Directions for this task ▸ Please pick up the forum thread about the 1965 front sway bar bushings where it stops and write the next reply.

Document passage ▸
• • • • •

# 1965 Front sway bar issue



## wishihaditback (Jun 9, 2011)

My '65 goat has the 15/16" front sway bar. I took off one bracket and bushing, pictured painted black and the bushing wallered out and went to find new bushings and the problems began. I couldn't find any suitable replacement bushing specifically for the 15/16 bar that fit the black bracket. Moog calls for bushing kit K5241 for the 15/16 bar, pictured in the silver bracket. Obviously it is too tall for the black bracket. The bushing on the right is for a 1" bar. Looking at the Ames catalog I saw that the brackets called for appeared that they would accommodate the taller bushings (the silver one). Problem one, the bushing is about an inch taller than the bracket. If I can get the bolts started, will the bushing compress fully when tightened? Problem two, altho Moog says K5241 is for the 15/16 bar, you can see in the picture it doesn't fit around the bar. Does it compress around the bar if the bracket can be tightened to the frame? So, I can start a few threads of the bracket bolts....should I go ahead and start cranking on them and see if everything compresses? Has anyone else run across this and/or replace the bushings? Are the black brackets not stock and from some other application and got installed at some point? I seriously didn't think replacing the bushings would have been difficult. Thanks for any ideas and/or suggestions.


----------



## GTOJUNIOR (Aug 7, 2011)

The stock bar bushings are indeed a PITA. If the bushings are aftermarket they may even be a bit harder of a compound rubber.
I find warming them a bit helps. 
You are correct in as far as setting the bolts and drawing them in a little at a time back and forth/bolt to bolt.
The bushings have to be squashed quite a bit.


----------



## PontiacJim (Dec 29, 2012)

• • • • •

Source data ▸
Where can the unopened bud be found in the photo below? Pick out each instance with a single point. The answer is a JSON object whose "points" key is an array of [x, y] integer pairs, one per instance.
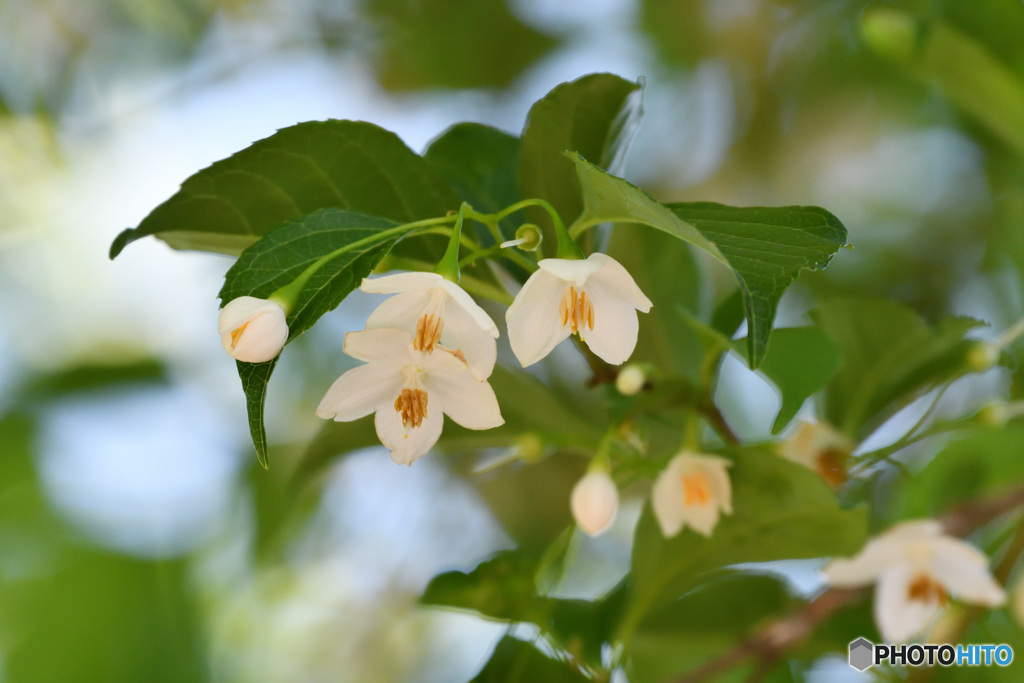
{"points": [[630, 380], [981, 356], [253, 330], [594, 502]]}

• • • • •

In response ▸
wishihaditback said:


> My '65 goat has the 15/16" front sway bar. I took off one bracket and bushing, pictured painted black and the bushing wallered out and went to find new bushings and the problems began. I couldn't find any suitable replacement bushing specifically for the 15/16 bar that fit the black bracket. Moog calls for bushing kit K5241 for the 15/16 bar, pictured in the silver bracket. Obviously it is too tall for the black bracket. The bushing on the right is for a 1" bar. Looking at the Ames catalog I saw that the brackets called for appeared that they would accommodate the taller bushings (the silver one). Problem one, the bushing is about an inch taller than the bracket. If I can get the bolts started, will the bushing compress fully when tightened? Problem two, altho Moog says K5241 is for the 15/16 bar, you can see in the picture it doesn't fit around the bar. Does it compress around the bar if the bracket can be tightened to the frame? So, I can start a few threads of the bracket bolts....should I go ahead and start cranking on them and see if everything compresses? Has anyone else run across this and/or replace the bushings? Are the black brackets not stock and from some other application and got installed at some point? I seriously didn't think replacing the bushings would have been difficult. Thanks for any ideas and/or suggestions.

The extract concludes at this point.